QUOTED PASSAGE
You are viewing a plain text version of this content. The canonical link for it is here.
Posted to user@flume.apache.org by Sverre Bakke <sv...@gmail.com> on 2015/01/29 16:47:57 UTC

How to handle ChannelFullException

Hi,

I have a syslogtcp source using a default memory channel and Kafka
sink. When producing data as fast as possible (3000 syslog events in a
second), the source seems to accept all the data, but will crash due
to ChannelFullException when adding the event to the channel.

Is there any way to throttle or otherwise wait receiving more syslog
events before channel is available again rather than crashing because
the channel is full? I would prefer that Flume would accept syslog
events slower rather than crashing and dropping events.

29 Jan 2015 16:26:56,721 ERROR [New I/O  worker #2]
(org.apache.flume.source.SyslogTcpSource$syslogTcpHandler.messageReceived:94)
 - Error writting to channel, event dropped

Also, the syslogtcp seems to keep the syslog headers regardless of the
keepFields setting, is there any common reason for why this might
happen? In contrast, the multiport syslog tcp listener works as
expected with this particular setting.

Re: How to handle ChannelFullException

Posted by Sverre Bakke <sv...@gmail.com>.
Hi,

I currently have only a single sink. I actually did not know I could
have several sinks attached to the same channel. I will try this as
well as increasing the channel size and see if I get rid of these
channelfullexceptions.

On Thu, Jan 29, 2015 at 8:45 PM, Hari Shreedharan
<hs...@cloudera.com> wrote:
> How many sinks do you have? Adding more sinks increases parallelism and will
> clear the channel faster, provided the downstream system can handle the
> load.
>
> Thanks,
> Hari
>
>
> On Thu, Jan 29, 2015 at 9:41 AM, Sverre Bakke <sv...@gmail.com>
> wrote:
>>
>> Hi,
>>
>> Thanks for your feedback. I can of course switch to the multiport one
>> if the plain one is not maintained.
>>
>> Back to the ChannelFullException issue. I can increase the channel
>> size, but the basic problem remains.. as long as the syslog client is
>> faster than the Flume sink, then this exception will occur and data
>> would be lost... I really believe that blocking so that the syslog
>> client must wait to send more data is the way to go for a robust
>> solution.
>>
>> Lets assume that the syslog client reads batches of events e.g. from
>> file and send these as fast as possible to the Flume multiport tcp
>> syslog source. In such cases, the average event per second rate would
>> be medium, while in practice, there would be huge spikes where the
>> client would deliver as fast as possible. Instead of asking the client
>> to "slow down", Flume would accept the events and drop them. This
>> forces me as an admin to monitor the logs and try to guess which
>> events were dropped. If this happens, I can have a reliable and
>> persistent channel configured, but events will still be dropped thus
>> undermining the entire solution.

WHAT IS ASKED
(a) Copy the part of the Flume ChannelFullException thread starting at "Also, the syslogtcp" and ending at "Sverre Bakke <sv...@gmail.com>.".
(b) Please write the next part of the Flume ChannelFullException thread, picking up after its last sentence.

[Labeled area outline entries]
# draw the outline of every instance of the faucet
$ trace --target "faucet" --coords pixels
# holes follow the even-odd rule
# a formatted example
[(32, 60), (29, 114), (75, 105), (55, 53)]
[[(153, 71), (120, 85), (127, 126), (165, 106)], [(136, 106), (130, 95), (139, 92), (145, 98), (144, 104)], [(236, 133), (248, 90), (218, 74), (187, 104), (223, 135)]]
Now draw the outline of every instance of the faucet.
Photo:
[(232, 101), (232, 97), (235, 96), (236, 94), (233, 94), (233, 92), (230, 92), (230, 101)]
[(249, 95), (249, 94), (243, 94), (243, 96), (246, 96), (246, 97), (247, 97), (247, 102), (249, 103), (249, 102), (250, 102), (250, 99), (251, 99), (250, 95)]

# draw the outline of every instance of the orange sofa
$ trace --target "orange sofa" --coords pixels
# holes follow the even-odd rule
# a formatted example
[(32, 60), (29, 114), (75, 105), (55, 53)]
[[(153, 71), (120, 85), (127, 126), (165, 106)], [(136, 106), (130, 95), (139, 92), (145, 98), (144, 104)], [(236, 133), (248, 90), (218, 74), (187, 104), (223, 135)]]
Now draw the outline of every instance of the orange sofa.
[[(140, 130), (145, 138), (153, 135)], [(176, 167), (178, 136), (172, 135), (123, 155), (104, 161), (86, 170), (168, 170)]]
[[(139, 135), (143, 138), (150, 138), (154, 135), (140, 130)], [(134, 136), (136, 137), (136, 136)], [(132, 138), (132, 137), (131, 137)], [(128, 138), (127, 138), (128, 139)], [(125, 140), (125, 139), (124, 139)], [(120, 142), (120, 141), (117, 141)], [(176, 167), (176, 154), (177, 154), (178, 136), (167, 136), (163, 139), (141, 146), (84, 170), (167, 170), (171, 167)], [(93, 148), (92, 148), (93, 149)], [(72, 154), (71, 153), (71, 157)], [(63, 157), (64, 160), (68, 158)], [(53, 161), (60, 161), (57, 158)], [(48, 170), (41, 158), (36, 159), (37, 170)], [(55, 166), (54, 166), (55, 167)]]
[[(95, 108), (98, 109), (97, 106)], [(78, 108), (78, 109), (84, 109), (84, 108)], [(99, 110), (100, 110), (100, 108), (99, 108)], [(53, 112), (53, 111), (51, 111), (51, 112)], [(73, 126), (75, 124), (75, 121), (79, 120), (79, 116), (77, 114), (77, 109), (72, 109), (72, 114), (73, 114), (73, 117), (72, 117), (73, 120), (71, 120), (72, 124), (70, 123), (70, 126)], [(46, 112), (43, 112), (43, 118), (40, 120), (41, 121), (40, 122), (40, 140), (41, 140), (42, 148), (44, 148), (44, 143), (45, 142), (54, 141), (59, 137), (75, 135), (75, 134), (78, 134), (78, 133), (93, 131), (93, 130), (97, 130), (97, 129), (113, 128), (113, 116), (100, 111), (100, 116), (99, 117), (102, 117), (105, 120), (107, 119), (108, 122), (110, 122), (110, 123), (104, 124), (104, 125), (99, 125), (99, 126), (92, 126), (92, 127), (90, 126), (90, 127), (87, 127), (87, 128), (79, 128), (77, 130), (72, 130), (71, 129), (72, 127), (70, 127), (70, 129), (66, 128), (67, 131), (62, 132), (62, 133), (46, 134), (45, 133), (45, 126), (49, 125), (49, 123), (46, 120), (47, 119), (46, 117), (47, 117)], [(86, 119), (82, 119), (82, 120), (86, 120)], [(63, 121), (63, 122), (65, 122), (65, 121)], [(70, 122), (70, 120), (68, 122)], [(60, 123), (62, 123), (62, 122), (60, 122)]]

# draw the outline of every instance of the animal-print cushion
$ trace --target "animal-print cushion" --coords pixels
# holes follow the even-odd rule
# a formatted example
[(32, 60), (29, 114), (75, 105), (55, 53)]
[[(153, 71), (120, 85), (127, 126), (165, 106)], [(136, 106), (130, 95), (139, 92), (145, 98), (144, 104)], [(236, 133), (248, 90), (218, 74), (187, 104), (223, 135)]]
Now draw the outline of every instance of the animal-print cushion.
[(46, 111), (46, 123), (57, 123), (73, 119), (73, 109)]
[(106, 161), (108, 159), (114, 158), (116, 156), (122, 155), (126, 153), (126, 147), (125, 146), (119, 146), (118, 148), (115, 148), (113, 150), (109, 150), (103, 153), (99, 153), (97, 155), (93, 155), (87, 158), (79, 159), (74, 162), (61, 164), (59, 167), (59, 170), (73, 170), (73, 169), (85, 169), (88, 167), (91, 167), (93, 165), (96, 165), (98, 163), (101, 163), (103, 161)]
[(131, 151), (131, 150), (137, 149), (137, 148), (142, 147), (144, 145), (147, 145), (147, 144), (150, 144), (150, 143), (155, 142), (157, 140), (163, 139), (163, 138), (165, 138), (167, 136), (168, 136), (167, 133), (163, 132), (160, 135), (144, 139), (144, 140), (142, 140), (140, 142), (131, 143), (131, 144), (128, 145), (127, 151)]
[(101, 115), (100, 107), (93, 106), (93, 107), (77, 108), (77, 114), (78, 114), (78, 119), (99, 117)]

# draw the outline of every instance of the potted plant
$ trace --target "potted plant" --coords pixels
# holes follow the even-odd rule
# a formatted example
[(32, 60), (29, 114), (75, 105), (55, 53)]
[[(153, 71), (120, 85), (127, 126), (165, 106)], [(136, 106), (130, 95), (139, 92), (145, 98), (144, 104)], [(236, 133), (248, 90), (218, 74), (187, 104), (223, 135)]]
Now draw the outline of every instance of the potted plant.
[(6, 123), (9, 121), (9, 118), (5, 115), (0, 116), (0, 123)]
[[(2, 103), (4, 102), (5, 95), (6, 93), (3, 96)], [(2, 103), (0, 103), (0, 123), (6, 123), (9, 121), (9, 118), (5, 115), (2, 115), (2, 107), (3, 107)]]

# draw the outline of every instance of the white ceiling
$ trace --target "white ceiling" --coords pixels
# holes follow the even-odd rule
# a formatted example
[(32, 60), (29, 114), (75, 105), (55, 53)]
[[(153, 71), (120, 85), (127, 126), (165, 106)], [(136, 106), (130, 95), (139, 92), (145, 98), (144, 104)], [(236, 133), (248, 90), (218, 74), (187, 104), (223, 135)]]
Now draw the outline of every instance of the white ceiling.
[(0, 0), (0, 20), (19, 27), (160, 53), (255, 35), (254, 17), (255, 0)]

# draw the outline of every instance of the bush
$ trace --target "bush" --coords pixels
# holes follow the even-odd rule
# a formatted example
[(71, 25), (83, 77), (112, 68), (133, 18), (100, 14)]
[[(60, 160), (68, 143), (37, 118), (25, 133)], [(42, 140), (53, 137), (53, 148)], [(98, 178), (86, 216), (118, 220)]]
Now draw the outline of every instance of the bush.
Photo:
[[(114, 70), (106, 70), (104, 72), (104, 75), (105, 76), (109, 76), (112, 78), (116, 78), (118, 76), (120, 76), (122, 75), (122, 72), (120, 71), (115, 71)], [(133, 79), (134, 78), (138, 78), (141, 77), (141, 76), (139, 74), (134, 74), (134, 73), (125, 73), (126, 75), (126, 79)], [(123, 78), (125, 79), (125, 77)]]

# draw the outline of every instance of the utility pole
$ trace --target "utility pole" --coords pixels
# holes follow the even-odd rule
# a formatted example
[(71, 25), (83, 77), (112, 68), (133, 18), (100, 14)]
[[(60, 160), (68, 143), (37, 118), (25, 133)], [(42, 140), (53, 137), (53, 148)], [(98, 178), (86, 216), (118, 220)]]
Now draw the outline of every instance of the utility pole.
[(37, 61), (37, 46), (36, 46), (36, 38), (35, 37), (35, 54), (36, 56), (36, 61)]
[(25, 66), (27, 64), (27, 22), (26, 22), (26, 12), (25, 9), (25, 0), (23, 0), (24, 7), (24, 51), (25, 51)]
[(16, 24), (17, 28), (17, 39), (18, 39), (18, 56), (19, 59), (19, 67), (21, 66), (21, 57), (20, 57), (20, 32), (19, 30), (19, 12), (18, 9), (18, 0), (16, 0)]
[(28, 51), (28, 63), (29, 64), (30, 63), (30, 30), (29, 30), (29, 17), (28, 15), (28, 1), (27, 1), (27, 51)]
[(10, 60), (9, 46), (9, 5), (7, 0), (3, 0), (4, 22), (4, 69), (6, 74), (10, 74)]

ANSWERS
(a)
Also, the syslogtcp seems to keep the syslog headers regardless of the
keepFields setting, is there any common reason for why this might
happen? In contrast, the multiport syslog tcp listener works as
expected with this particular setting.

Re: How to handle ChannelFullException

Posted by Sverre Bakke <sv...@gmail.com>.

(b)
>>
>>
>>
>> On Thu, Jan 29, 2015 at 4:56 PM, Jeff Lord <jl...@cloudera.com> wrote:
>> > Have you considered increasing the size of the memory channel? I haven't
>> > played with Kafka sink much but in regards to hdfs we often add sinks
>> > which
>> > can help to increase the flow of the channel.
>> > The multi port Syslog source is the way to go here as it will give
>> > better
>> > performance. We should probably go ahead and deprecate the vanilla
>> > syslog
>> > source.
>> >
>> >
>> > On Thursday, January 29, 2015, Sverre Bakke <sv...@gmail.com>
>> > wrote:
>> >>
>> >> Hi,
>> >>
>> >> I have a syslogtcp source using a default memory channel and Kafka
>> >> sink. When producing data as fast as possible (3000 syslog events in a
>> >> second), the source seems to accept all the data, but will crash due
>> >> to ChannelFullException when adding the event to the channel.
>> >>
>> >> Is there any way to throttle or otherwise wait receiving more syslog
>> >> events before channel is available again rather than crashing because
>> >> the channel is full? I would prefer that Flume would accept syslog
>> >> events slower rather than crashing and dropping events.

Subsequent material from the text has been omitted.